Directions: Rewrite the entries that follow, changing every occurrence of "cloud" to "kite" and keeping all other text unchanged. Leave the pictures out of your reply.

Dataset records:

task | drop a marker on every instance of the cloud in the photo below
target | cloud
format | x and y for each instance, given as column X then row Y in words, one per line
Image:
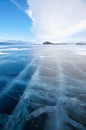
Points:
column 17, row 5
column 54, row 19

Answer:
task | drop a marker on every instance of the kite in the photo below
target | kite
format | x and y for each instance, given as column X then row Y in words, one per line
Image:
Points:
column 17, row 5
column 54, row 19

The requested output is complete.